** start Selected passage **

Freaky Friday Potpourri: Do Good Earnings Lead To A Good Market?
The disconnect between perception and reality is massive.
Don't you feel better knowing that Ben Bernanke is on the case?
If the OSX couldn't rally with crude up 4%. yesterday.. gulp. We've seen this movie before, right?
And the kids they dance and shake their bones and the politicians throwing stones… This early jig is on fundies (earnings). The weight of late has been structural. Keep that dynamic in mind as you draw a line of distinction between good earnings and good markets.
The WSJ reports that "In a series of emails to senior bank executives, a former Royal Bank of Canada trader alleged that some of his colleagues intentionally "mismarked," or improperly valued, plain-vanilla government agency and corporate bonds in a bid to boost profits at the firm's New York-based investment-banking unit" Those are "plain vanilla" positions but that story sparked a thought. Lemme say this as innocuously as possible.
Big Wall Street firms have massive over-the-counter positions that with a single counter-party (they are contracts between to sides of the trade). Volatility is the most subjective variable (strike, expiration, etc) and can be "marked" at the discretion of the firm. When they have a bad day (in other positions), they can inflate the (vol) spread and "show" money. When they have a good day, they can reduce the spread and cushion accordingly. It's my sense that this process-which has been going on for as long as OTC products have existed-is gonna be the next sigh on the street. Did you ever see that segment on SNL Weekend Update called "Really?" That's sorta how I'm viewing each incremental data point these days.
- Countrywide (CFC) a teenager? Really.
- Merrill (MER) nine bean write-down? Really.
- Three stocks accounting for 50% of the NDX rally this year? Really.
- Banks at multiyear lows and the tape near all-time highs? Really.
- A proposed $100 billion bailout for a situation we're told isn't a problem? Really.
- There are "have" and "have not" firemen? Really.
I know, the back-to-back saved-from-the-abyss Snappers were nutty, right? Repeat after me, respect but don't defer. Respect but don't defer. Respect but don't defer...
Yesterday we saw more onion breadth. That's the Boo view.

** end Selected passage **
** start Information shown **

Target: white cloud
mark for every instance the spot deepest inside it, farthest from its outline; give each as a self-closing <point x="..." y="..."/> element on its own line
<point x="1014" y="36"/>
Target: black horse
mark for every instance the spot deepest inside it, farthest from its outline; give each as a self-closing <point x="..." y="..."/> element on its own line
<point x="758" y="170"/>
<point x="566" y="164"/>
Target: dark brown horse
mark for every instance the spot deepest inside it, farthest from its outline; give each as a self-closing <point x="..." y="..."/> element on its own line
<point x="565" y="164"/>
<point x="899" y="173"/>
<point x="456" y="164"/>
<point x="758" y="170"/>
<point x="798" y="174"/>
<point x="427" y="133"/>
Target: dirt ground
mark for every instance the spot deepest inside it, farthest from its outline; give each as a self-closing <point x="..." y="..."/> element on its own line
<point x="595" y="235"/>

** end Information shown **

### To be done:
A: From the market commentary, return the passage starting with "The WSJ reports" and going on through "innocuously as possible.".
B: Answer these questions using the market commentary:
(i) According to the WSJ report, which bonds did the former Royal Bank of Canada trader allege were mismarked?
(ii) Which variable does the commentary call the most subjective in over-the-counter positions?
(iii) What share of the NDX rally this year is attributed to three stocks?

### Responses by task:
A:
The WSJ reports that "In a series of emails to senior bank executives, a former Royal Bank of Canada trader alleged that some of his colleagues intentionally "mismarked," or improperly valued, plain-vanilla government agency and corporate bonds in a bid to boost profits at the firm's New York-based investment-banking unit" Those are "plain vanilla" positions but that story sparked a thought. Lemme say this as innocuously as possible.

B:
(i) Plain-vanilla government agency and corporate bonds
(ii) Volatility
(iii) 50%